━━ Fragmento del texto ━━

Catalunya es un pueblo emotivo del que algunos de sus tópicos, en algún momento, suelen ser verdad. Lo han sido en el acto de homenaje a Muriel Casals, expresidenta de Òmnium, fallecida el 14 de febrero tras un desgraciado accidente en el que fue atropellada por una bicicleta. El Govern la ha querido distinguir con la entrega a título póstumo de la medalla de Oro de la Generalitat. De hecho, el acto presidido por el president de la Generalitat, Carles Puigdemont, y la presidenta del Parlament, Carme Forcadell, marca el inicio de las celebraciones de la Diada de 2016, que culminarán con las multitudinarias manifestaciones descentralizadas del próximo domingo y que supone el inicio del curso político más incierto de los últimos años.

━━━
━━ Extractos de datos ━━

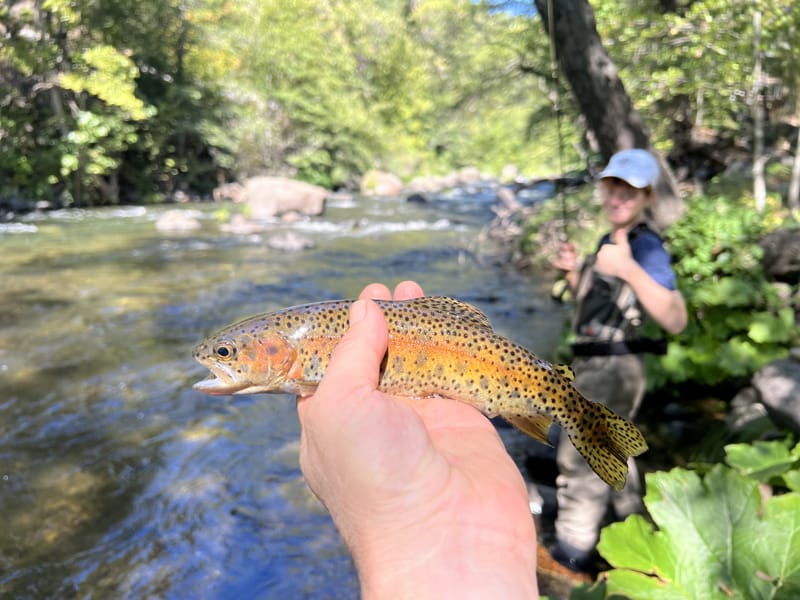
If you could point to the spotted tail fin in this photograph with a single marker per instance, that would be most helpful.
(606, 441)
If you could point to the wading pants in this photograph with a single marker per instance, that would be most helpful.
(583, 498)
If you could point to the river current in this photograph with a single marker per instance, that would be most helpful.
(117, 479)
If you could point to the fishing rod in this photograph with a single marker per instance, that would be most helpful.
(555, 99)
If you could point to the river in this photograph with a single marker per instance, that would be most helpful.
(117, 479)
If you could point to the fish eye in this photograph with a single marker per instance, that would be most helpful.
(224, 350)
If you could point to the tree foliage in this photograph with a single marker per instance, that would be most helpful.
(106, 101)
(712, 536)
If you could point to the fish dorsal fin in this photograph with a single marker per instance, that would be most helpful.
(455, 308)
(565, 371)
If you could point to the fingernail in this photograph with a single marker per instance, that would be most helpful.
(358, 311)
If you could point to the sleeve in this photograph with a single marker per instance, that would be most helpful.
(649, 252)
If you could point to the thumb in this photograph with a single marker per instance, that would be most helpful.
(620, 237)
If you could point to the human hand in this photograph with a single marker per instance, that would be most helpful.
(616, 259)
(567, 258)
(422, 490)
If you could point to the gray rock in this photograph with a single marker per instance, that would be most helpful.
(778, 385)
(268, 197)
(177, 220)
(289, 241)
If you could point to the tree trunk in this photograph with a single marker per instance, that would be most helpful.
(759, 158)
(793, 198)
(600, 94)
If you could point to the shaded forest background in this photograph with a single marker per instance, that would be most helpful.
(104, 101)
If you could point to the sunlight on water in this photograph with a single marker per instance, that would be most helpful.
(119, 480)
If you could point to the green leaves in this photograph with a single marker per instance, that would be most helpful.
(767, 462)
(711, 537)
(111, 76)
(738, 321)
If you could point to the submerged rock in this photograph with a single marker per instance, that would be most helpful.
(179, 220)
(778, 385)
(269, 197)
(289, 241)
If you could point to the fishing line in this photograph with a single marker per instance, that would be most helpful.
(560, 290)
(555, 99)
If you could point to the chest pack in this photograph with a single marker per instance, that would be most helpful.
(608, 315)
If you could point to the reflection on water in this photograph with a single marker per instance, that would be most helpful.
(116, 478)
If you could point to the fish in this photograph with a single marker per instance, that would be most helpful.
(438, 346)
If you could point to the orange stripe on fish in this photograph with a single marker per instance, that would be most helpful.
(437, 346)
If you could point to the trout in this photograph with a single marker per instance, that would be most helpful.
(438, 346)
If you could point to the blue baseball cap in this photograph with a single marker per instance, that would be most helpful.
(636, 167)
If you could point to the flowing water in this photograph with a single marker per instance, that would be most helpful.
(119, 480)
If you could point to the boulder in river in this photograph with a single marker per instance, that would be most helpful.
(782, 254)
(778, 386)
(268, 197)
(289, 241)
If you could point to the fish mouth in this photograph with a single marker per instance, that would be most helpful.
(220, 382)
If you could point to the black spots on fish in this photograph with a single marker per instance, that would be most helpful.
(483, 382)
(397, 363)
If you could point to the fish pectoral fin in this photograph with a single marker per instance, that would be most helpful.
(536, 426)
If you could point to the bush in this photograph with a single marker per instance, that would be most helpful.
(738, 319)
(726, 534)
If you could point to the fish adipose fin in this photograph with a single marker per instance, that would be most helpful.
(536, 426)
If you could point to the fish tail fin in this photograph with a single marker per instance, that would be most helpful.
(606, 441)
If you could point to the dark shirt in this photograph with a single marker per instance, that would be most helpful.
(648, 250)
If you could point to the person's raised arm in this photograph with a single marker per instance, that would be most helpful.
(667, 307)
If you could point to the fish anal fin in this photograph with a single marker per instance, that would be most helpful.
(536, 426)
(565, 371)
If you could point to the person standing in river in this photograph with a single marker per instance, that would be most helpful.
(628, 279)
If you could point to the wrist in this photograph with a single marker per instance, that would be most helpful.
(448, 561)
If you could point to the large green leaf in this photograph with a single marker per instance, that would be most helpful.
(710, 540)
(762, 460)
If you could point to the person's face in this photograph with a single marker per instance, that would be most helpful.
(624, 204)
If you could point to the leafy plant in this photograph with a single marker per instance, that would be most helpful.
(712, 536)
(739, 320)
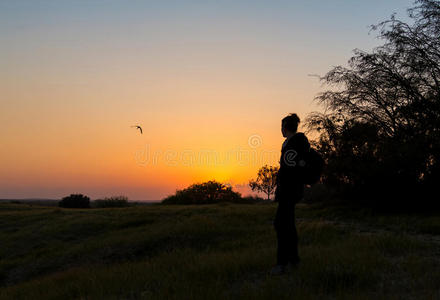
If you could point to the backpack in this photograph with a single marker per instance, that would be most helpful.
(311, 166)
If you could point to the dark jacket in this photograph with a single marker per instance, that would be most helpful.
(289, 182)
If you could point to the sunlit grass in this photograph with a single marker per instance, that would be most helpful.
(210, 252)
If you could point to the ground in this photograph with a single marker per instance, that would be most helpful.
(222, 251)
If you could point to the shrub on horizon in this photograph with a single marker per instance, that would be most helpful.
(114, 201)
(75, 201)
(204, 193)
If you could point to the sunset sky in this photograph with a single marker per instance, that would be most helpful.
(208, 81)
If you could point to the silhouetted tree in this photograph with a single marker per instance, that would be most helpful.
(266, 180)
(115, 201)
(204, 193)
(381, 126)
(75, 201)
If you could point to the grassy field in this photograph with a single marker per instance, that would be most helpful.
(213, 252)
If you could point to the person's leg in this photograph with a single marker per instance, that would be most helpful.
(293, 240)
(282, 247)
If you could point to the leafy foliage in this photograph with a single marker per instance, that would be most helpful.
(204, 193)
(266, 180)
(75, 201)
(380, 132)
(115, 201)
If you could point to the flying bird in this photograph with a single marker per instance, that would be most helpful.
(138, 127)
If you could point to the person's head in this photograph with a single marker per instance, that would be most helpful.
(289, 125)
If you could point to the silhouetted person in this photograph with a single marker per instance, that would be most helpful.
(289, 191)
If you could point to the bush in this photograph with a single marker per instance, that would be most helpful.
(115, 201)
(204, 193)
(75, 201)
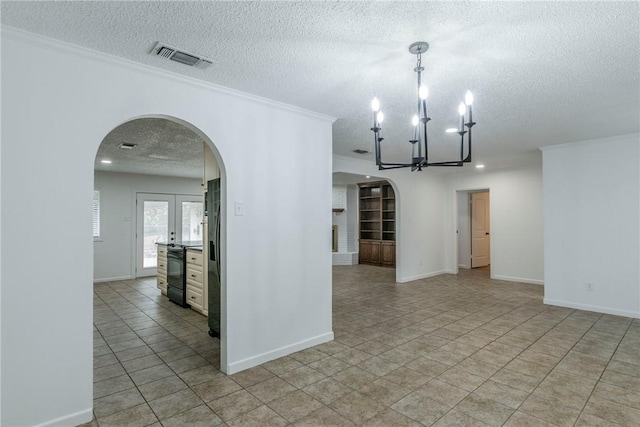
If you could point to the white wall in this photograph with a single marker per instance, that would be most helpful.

━━━

▸ **Enunciado**:
Responde estas preguntas con datos del texto sobre el homenaje a Muriel Casals:
1. ¿Qué cargo había ocupado Muriel Casals?
2. ¿Qué distinción le entregó el Govern a título póstumo?
3. ¿De qué celebraciones marca el inicio el acto?
Las líneas no tienen ningún papel en este ejercicio.

▸ **Respuesta**:
1. Fue presidenta de Òmnium.
2. La medalla de Oro de la Generalitat.
3. De las celebraciones de la Diada de 2016.